Xcel Energy also joined the EPA’s Natural Gas STAR Methane Challenge Program in March of 2016 as a founding member to further our commitment to reduce methane emissions from our natural gas distribution system. Under the program, we expect to achieve emissions reductions in excess of 50 percent, as we work to minimize methane emissions from venting pipelines during scheduled construction starting in 2017.
In addition to these programs, we also work with the natural gas industry and environmental organizations to understand methane emissions from the delivery system. Xcel Energy is a member the Natural Gas Downstream Initiative, a collaborative effort with other major gas utilities, facilitated by MJ Bradley & Associates. The initiative is focused on opportunities that can substantially reduce methane emissions and support safe, reliable and cost-effective service. We also participate in research studies to help us fully understand the potential issues associated with providing our customers’ energy service.
All of these programs support our proactive approach to operating and maintaining the natural gas system that benefits customers.

□ □ □ □ □

SET EXERCISE A: List every organization and program the methane emissions passage mentions by name.
SET EXERCISE B: Copy the methane emissions passage starting with "In addition to" and going on through "customers’ energy service.".
The lines that come after this have no connection to the methane emissions passage.

□ □ □ □ □

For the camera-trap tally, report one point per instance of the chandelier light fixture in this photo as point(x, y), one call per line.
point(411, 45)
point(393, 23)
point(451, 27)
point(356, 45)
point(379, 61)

□ □ □ □ □

EXERCISE SOLUTION A:
Xcel Energy
EPA
Natural Gas STAR Methane Challenge Program
Natural Gas Downstream Initiative
MJ Bradley & Associates

EXERCISE SOLUTION B:
In addition to these programs, we also work with the natural gas industry and environmental organizations to understand methane emissions from the delivery system. Xcel Energy is a member the Natural Gas Downstream Initiative, a collaborative effort with other major gas utilities, facilitated by MJ Bradley & Associates. The initiative is focused on opportunities that can substantially reduce methane emissions and support safe, reliable and cost-effective service. We also participate in research studies to help us fully understand the potential issues associated with providing our customers’ energy service.